Aim of the exercise: Please set out every line of the records below as a Markdown table with the columns "Row" and "Line," numbering the rows and skipping blank lines. Leave the pictures out of the table.
===== Items =====
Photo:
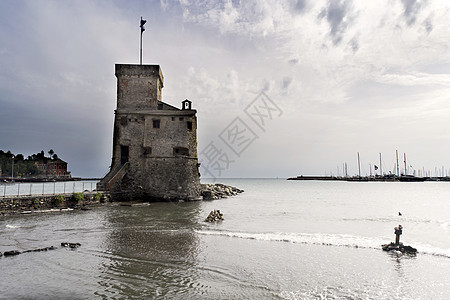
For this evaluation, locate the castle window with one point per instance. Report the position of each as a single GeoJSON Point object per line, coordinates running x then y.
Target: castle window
{"type": "Point", "coordinates": [146, 151]}
{"type": "Point", "coordinates": [180, 151]}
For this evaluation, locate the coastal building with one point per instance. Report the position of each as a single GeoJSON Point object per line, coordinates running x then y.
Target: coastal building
{"type": "Point", "coordinates": [53, 168]}
{"type": "Point", "coordinates": [154, 143]}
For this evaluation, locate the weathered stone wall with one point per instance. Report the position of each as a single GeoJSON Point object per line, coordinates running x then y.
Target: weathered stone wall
{"type": "Point", "coordinates": [138, 86]}
{"type": "Point", "coordinates": [161, 139]}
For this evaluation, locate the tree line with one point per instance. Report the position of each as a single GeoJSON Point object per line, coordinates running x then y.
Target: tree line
{"type": "Point", "coordinates": [23, 166]}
=====
The result:
| Row | Line |
|---|---|
| 1 | Photo: |
| 2 | For this evaluation, locate the castle window with one point per instance. Report the position of each as a single GeoJSON Point object per line, coordinates running x then y. |
| 3 | Target: castle window |
| 4 | {"type": "Point", "coordinates": [146, 151]} |
| 5 | {"type": "Point", "coordinates": [180, 151]} |
| 6 | For this evaluation, locate the coastal building with one point per instance. Report the position of each as a single GeoJSON Point object per line, coordinates running x then y. |
| 7 | Target: coastal building |
| 8 | {"type": "Point", "coordinates": [53, 168]} |
| 9 | {"type": "Point", "coordinates": [154, 143]} |
| 10 | For this evaluation, locate the weathered stone wall with one point per instance. Report the position of each as a single GeoJSON Point object per line, coordinates running x then y. |
| 11 | Target: weathered stone wall |
| 12 | {"type": "Point", "coordinates": [138, 86]} |
| 13 | {"type": "Point", "coordinates": [161, 139]} |
| 14 | For this evaluation, locate the tree line with one point per instance. Report the position of each as a single GeoJSON Point object per line, coordinates running x then y. |
| 15 | Target: tree line |
| 16 | {"type": "Point", "coordinates": [23, 166]} |